=== Record excerpts ===

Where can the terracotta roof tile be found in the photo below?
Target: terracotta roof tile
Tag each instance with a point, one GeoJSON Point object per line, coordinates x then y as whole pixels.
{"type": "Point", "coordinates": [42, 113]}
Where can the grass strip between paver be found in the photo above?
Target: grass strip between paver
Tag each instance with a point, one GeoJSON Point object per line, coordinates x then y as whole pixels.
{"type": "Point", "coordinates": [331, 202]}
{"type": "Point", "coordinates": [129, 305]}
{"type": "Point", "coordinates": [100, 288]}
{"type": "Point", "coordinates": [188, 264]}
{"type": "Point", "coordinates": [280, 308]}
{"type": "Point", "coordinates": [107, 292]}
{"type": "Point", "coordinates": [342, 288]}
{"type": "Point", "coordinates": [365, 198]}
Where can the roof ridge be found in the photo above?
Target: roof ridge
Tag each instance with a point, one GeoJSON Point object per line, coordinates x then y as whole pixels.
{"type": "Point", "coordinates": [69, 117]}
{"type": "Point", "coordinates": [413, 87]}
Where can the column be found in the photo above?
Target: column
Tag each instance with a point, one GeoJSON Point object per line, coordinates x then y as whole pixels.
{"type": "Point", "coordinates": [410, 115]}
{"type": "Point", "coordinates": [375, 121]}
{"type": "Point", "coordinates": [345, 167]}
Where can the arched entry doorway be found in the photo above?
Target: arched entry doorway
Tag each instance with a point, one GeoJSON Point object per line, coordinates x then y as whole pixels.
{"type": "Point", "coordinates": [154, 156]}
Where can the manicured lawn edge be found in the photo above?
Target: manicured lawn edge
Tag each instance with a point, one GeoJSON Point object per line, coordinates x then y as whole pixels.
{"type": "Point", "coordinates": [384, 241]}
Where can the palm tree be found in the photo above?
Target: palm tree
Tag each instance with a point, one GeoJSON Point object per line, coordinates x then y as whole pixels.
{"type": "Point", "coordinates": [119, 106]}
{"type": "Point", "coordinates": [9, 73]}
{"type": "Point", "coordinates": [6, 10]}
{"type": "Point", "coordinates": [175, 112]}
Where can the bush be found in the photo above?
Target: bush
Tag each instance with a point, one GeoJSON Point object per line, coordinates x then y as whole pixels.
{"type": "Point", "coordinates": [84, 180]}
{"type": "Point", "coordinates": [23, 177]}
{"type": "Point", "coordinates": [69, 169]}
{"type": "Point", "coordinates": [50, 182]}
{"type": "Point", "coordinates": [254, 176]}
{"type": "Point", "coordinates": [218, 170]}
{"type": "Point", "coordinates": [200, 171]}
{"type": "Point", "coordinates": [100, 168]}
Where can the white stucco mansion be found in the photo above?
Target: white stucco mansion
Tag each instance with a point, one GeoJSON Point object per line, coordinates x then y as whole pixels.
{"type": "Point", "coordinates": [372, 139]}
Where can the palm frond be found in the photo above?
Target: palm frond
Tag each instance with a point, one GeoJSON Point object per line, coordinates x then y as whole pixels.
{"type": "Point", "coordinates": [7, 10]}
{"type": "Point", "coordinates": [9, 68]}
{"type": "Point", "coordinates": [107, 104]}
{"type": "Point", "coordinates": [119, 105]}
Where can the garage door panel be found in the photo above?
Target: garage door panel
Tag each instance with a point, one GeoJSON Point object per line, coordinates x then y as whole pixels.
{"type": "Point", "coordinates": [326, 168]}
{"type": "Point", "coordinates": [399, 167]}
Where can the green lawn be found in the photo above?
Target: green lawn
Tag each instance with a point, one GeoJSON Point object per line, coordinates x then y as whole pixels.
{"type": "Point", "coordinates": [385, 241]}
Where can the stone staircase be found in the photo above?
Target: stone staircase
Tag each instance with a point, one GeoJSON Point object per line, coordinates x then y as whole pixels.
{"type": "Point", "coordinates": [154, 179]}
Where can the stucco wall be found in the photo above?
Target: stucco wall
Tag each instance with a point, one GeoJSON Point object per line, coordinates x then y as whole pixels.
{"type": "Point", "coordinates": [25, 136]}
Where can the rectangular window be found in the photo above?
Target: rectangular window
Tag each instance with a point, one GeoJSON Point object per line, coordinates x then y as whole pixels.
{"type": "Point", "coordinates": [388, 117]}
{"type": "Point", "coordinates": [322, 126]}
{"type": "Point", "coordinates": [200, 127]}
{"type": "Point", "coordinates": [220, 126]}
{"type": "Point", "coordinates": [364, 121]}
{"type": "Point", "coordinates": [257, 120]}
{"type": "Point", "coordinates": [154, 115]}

===

- [Direction] Please copy all of the lines above word for word, keeping their order, spelling and punctuation unchanged.

- [Exercise response]
Where can the terracotta roof tile be found in the photo below?
Target: terracotta roof tile
Tag each instance with a point, one GeoJSON Point object per line, coordinates x then y as whole pixels.
{"type": "Point", "coordinates": [42, 113]}
Where can the grass strip between paver be found in the photo above?
Target: grass strip between paver
Tag each instance with a point, one GeoJSON Point object per line, coordinates x then y as whole pixels.
{"type": "Point", "coordinates": [331, 202]}
{"type": "Point", "coordinates": [129, 305]}
{"type": "Point", "coordinates": [100, 288]}
{"type": "Point", "coordinates": [188, 264]}
{"type": "Point", "coordinates": [280, 308]}
{"type": "Point", "coordinates": [107, 292]}
{"type": "Point", "coordinates": [342, 288]}
{"type": "Point", "coordinates": [365, 198]}
Where can the roof ridge be found in the photo above?
Target: roof ridge
Tag each instance with a point, one GeoJSON Point object per line, coordinates x then y as whole pixels.
{"type": "Point", "coordinates": [69, 117]}
{"type": "Point", "coordinates": [413, 87]}
Where can the column be found in the photo above?
Target: column
Tag each instance with a point, one GeoJSON Point object per line, coordinates x then y as whole pixels.
{"type": "Point", "coordinates": [410, 115]}
{"type": "Point", "coordinates": [375, 121]}
{"type": "Point", "coordinates": [345, 167]}
Where can the arched entry doorway be found in the photo above?
Target: arched entry doorway
Tag each instance with a point, one GeoJSON Point object per line, coordinates x then y as whole pixels.
{"type": "Point", "coordinates": [154, 156]}
Where can the manicured lawn edge be found in the photo above?
Target: manicured lawn edge
Tag each instance with a point, one GeoJSON Point object per line, coordinates x then y as whole pixels.
{"type": "Point", "coordinates": [384, 241]}
Where can the palm tree be found in the photo above?
Target: palm tree
Tag each instance with a point, one GeoJSON Point object per line, coordinates x then y as whole pixels.
{"type": "Point", "coordinates": [119, 106]}
{"type": "Point", "coordinates": [9, 73]}
{"type": "Point", "coordinates": [6, 10]}
{"type": "Point", "coordinates": [175, 112]}
Where can the bush be found in the photo above?
Target: bush
Tag each instance with a point, one GeoJSON Point object per line, coordinates x then y as whole pixels.
{"type": "Point", "coordinates": [84, 180]}
{"type": "Point", "coordinates": [23, 177]}
{"type": "Point", "coordinates": [69, 169]}
{"type": "Point", "coordinates": [50, 182]}
{"type": "Point", "coordinates": [254, 176]}
{"type": "Point", "coordinates": [218, 170]}
{"type": "Point", "coordinates": [200, 171]}
{"type": "Point", "coordinates": [100, 168]}
Where can the white stucco mansion be found in the photo above?
Target: white stucco mansion
Tag each instance with a point, one GeoJSON Point object per line, coordinates x then y as whole pixels.
{"type": "Point", "coordinates": [372, 139]}
Where can the palm frond be found in the photo above?
Target: palm frond
Tag each instance with a point, one GeoJSON Point object per line, coordinates x then y as whole pixels.
{"type": "Point", "coordinates": [7, 10]}
{"type": "Point", "coordinates": [9, 68]}
{"type": "Point", "coordinates": [107, 104]}
{"type": "Point", "coordinates": [119, 105]}
Where can the garage door panel be found in the photo above?
Target: garage door panel
Tag each instance with a point, one GeoJSON Point object per line, coordinates x then y as whole pixels.
{"type": "Point", "coordinates": [326, 168]}
{"type": "Point", "coordinates": [399, 167]}
Where can the green lawn be found in the photo above?
Target: green lawn
Tag each instance with a point, one GeoJSON Point object per line, coordinates x then y as whole pixels.
{"type": "Point", "coordinates": [385, 241]}
Where can the stone staircase be found in the photo above?
Target: stone staircase
Tag each instance with a point, one GeoJSON Point object per line, coordinates x then y as whole pixels.
{"type": "Point", "coordinates": [154, 179]}
Where can the stucco wall be found in the photo above?
Target: stucco wall
Tag each instance with a point, one GeoJSON Point object per line, coordinates x then y as whole pixels.
{"type": "Point", "coordinates": [25, 136]}
Where can the rectangular window be found in the photo above?
Target: rectangular window
Tag each instance with a point, one GeoJSON Point object per line, coordinates x then y as whole pixels.
{"type": "Point", "coordinates": [388, 117]}
{"type": "Point", "coordinates": [322, 126]}
{"type": "Point", "coordinates": [200, 127]}
{"type": "Point", "coordinates": [220, 126]}
{"type": "Point", "coordinates": [364, 121]}
{"type": "Point", "coordinates": [257, 120]}
{"type": "Point", "coordinates": [154, 115]}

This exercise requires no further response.